> [Data excerpts]
[Start of section]

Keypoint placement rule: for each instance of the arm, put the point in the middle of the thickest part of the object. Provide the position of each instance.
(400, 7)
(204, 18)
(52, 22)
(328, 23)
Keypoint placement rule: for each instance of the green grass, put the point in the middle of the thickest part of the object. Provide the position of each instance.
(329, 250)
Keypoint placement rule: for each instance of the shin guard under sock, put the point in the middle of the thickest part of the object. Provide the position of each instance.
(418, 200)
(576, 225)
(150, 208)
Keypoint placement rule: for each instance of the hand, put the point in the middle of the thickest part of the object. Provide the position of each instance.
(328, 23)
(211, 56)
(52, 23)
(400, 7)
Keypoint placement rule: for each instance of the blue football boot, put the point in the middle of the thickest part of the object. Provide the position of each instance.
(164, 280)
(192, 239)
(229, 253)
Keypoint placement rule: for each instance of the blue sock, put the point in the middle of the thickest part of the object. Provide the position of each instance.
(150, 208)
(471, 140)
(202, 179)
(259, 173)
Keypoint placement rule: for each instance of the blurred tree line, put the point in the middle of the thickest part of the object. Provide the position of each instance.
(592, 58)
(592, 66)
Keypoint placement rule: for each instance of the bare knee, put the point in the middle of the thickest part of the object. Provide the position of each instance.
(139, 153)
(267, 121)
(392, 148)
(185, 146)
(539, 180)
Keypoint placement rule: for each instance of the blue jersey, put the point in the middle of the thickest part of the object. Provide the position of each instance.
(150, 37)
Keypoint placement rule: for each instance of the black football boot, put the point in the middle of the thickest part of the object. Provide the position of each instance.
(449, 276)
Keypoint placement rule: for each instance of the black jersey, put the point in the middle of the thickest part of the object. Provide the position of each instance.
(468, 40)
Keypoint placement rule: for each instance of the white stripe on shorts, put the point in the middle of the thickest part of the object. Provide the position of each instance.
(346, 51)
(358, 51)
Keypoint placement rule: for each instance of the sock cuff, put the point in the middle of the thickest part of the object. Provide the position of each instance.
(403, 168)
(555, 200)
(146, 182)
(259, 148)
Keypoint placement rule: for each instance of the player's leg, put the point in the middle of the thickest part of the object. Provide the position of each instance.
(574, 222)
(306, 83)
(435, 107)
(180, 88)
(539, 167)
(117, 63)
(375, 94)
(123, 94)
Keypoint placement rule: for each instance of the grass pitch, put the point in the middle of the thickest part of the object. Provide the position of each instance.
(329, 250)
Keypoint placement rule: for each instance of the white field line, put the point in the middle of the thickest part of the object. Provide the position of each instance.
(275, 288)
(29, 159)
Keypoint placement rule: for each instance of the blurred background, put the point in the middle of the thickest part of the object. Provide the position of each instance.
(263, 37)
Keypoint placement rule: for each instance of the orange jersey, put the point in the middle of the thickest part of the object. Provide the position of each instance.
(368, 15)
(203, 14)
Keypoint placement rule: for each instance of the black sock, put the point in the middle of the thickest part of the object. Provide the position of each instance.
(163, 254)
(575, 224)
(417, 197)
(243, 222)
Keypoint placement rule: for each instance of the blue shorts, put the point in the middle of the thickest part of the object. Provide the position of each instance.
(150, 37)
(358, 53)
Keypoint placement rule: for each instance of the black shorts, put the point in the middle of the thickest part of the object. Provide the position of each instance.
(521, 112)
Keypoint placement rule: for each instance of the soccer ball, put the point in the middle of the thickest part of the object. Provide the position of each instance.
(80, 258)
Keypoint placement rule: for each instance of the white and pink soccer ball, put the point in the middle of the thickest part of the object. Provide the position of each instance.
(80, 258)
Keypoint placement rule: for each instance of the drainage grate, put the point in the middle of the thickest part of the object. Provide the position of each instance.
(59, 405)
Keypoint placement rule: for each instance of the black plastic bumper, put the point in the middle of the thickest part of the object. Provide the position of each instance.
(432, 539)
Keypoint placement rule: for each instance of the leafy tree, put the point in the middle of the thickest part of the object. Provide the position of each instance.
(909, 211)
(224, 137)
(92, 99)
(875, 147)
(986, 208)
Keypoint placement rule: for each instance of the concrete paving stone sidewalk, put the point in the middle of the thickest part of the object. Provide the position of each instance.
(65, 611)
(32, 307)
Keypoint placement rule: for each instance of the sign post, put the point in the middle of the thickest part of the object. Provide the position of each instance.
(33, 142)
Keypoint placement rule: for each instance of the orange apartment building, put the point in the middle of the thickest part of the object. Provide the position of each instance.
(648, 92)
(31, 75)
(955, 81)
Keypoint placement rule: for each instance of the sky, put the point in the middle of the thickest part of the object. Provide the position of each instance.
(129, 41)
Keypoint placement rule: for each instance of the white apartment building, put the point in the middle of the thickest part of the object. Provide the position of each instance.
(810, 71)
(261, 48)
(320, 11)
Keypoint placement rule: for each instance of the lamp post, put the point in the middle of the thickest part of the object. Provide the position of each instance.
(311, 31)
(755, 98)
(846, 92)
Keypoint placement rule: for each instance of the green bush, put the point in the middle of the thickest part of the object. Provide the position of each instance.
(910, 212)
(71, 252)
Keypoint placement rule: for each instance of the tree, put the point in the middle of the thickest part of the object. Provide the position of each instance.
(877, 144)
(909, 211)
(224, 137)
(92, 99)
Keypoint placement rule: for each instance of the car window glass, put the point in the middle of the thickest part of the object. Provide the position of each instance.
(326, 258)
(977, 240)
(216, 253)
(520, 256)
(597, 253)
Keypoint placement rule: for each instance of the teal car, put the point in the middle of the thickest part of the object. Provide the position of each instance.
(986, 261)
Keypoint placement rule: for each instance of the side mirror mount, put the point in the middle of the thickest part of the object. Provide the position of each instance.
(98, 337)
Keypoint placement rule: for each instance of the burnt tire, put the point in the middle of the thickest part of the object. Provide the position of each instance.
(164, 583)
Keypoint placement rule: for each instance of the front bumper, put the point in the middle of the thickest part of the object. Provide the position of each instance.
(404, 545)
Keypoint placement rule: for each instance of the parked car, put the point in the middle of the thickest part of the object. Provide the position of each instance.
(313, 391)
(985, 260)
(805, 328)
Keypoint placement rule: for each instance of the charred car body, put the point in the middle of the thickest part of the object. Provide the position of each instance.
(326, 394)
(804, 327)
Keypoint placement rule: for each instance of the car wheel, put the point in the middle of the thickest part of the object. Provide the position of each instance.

[End of section]

> [TASK DIRECTIONS]
The records above should be repeated exactly. Print them all.

> [RESPONSE TO THIS EXERCISE]
Keypoint placement rule: for each instance of the arm, put the point in the middle of the thickest part of the object. Provide the position of each instance.
(400, 7)
(204, 18)
(52, 22)
(328, 23)
Keypoint placement rule: for each instance of the green grass, put the point in the middle of the thickest part of the object. Provide the position of each instance.
(329, 250)
Keypoint placement rule: for each instance of the shin guard under sock, put the point in the middle of the thickest part of the object. Provide the position of each instance.
(418, 200)
(576, 225)
(150, 208)
Keypoint placement rule: for each instance of the hand, put the point in the middle of the thickest part of the object. Provide the position of each instance.
(328, 23)
(211, 56)
(52, 23)
(400, 7)
Keypoint placement rule: for each instance of the blue football boot, put the point in the middle of the thickest part of the object. Provide the position of each instance.
(164, 280)
(192, 239)
(229, 253)
Keypoint placement rule: for each instance of the blue sock, put the point in the middle of the thickest part of the object. Provide the position of each instance.
(150, 208)
(471, 140)
(202, 179)
(259, 173)
Keypoint placement rule: for each instance of the blurred tree line, put the point in the middle of the thickest part of the object. Provide the position of each instance.
(592, 58)
(592, 66)
Keypoint placement rule: for each instance of the bare knee, put the point in the middle of the thickest part of the object. Provide the position of each instance.
(139, 153)
(267, 121)
(392, 148)
(185, 146)
(539, 180)
Keypoint placement rule: for each instance of the blue jersey, put the point in the middle of the thickest part of the object. Provide the position of each instance.
(150, 37)
Keypoint placement rule: for each instance of the black football boot, put the point in the middle of the thickest part of the object. Provide the position of each instance.
(449, 276)
Keypoint placement rule: for each instance of the black jersey, put the point in the middle of the thickest part of the object. Provide the position of each instance.
(468, 40)
Keypoint placement rule: for each instance of the white stripe on shorts, put the point in the middle of the thickest part of the object. Provide the position of each instance.
(346, 51)
(358, 51)
Keypoint placement rule: for each instance of the sock cuff, put the point in the middle of the thickest part of the object. Provide the position of each instance.
(403, 168)
(555, 200)
(146, 182)
(259, 148)
Keypoint placement rule: for each instance of the player's leg, put the point in the middle of the thickest part of the object. Provide the position of each instance.
(574, 222)
(306, 83)
(435, 107)
(180, 88)
(539, 167)
(117, 63)
(375, 94)
(123, 94)
Keypoint placement rule: for each instance of the grass pitch, put the point in the middle of the thickest part of the object. Provide the position of each instance.
(329, 250)
Keypoint placement rule: for each instance of the white field line, put the point in the middle of the thickest part of the object. Provide the position of each instance.
(275, 288)
(29, 159)
Keypoint placement rule: for each instance of the blurred background, put the point in the middle of the thickest part of the object. Provide the position of each instance.
(263, 37)
Keypoint placement rule: for each instance of the orange jersey, put the point in the middle of the thickest part of the object. Provide the position of each instance.
(368, 15)
(203, 14)
Keypoint placement rule: for each instance of the black sock, put the point in the middle of the thickest part of the object. Provide the position of each instance.
(163, 254)
(575, 224)
(417, 197)
(243, 222)
Keypoint placement rule: for each instance of the blue shorts, put the point in the middle of the thickest part of the object. Provide the position of each instance.
(150, 37)
(358, 53)
Keypoint placement rule: for each instance of the black shorts, put the point in the middle of the thickest part of the object. Provide the position of each instance.
(521, 112)
Keypoint placement rule: for each instance of the soccer ball, put the point in the middle of the thickest part of the object. Provide the position of each instance.
(80, 258)
Keypoint placement rule: for each instance of the white and pink soccer ball, put the point in the middle of the thickest part of the object. Provide the position of each instance.
(80, 258)
Keypoint placement rule: for each instance of the drainage grate, put the point in the middle of the thickest part of the object. Provide the position of each instance.
(59, 405)
Keypoint placement rule: for each instance of the black plastic bumper, put the point in the middle of the thickest part of the object. Provide the position of each instance.
(432, 539)
Keypoint placement rule: for each instance of the leafy tree, put the point in the middle of the thickest part of the object. Provide the position of each instance.
(909, 211)
(224, 137)
(92, 99)
(875, 147)
(986, 208)
Keypoint placement rule: for each instance of the concrete paving stone sidewalk, put the point in the middle of the thickest part of the object. Provide the position of each instance.
(65, 611)
(32, 307)
Keypoint placement rule: for each instance of the sign post, put the point in the middle of the thickest part of the object. Provide the position of each instance.
(33, 142)
Keypoint placement rule: for each instance of the orange apartment building, put the point in the middle of the thickest part of the object. Provide the position of each instance.
(648, 92)
(31, 75)
(955, 81)
Keypoint placement rule: for each instance of the sky, put the point in the middle of the thickest part of the object. Provide the position of each instance.
(129, 41)
Keypoint placement rule: for each instance of the white apartment building, put the point in the middle of the thickest part of the object. Provide the position of each instance.
(810, 71)
(261, 48)
(320, 11)
Keypoint placement rule: for each instance of the lamp post, put the point in the middle of the thickest part of the object. Provide the position of each instance.
(311, 31)
(755, 98)
(846, 92)
Keypoint placement rule: for each instance of the green bush, put the point in the middle of the thickest part of the object. Provide the position of each instance.
(910, 212)
(71, 252)
Keypoint placement rule: for each instance of the tree, put the point in the middle of the thickest part of the object. Provide the position of each instance.
(877, 144)
(909, 211)
(224, 137)
(92, 99)
Keypoint placement rule: for each instance of the car window glass, put the point in the middle of the thickest part of the object. Provide the position of each instance.
(326, 258)
(977, 240)
(216, 253)
(520, 256)
(597, 253)
Keypoint placement rule: for each instance of the teal car, put the point in the middle of the thickest part of the object. Provide the position of each instance.
(986, 261)
Keypoint placement rule: for each instance of the side mirror mount, put the point in the middle of the thickest part of the object. Provide the position of each instance.
(98, 337)
Keypoint placement rule: for each instance of the burnt tire, put the point in the middle of the thickest part of the object. Provide the position of each instance.
(164, 583)
Keypoint placement rule: for each instance of the front bumper, put the point in the middle of the thickest part of the object. Provide the position of each instance.
(404, 545)
Keypoint placement rule: for each instance of the parked car, put the point in the middle of the thickest part of the object. Provide the position of each instance.
(313, 391)
(985, 260)
(805, 328)
Keypoint placement rule: for each instance of the charred car body, put the point in the middle of the thickest part of the object. Provide the position of each instance.
(326, 394)
(804, 327)
Keypoint placement rule: for each instance of the car wheel, put the point in the middle of the thickest part of the object. Provide the position of each instance.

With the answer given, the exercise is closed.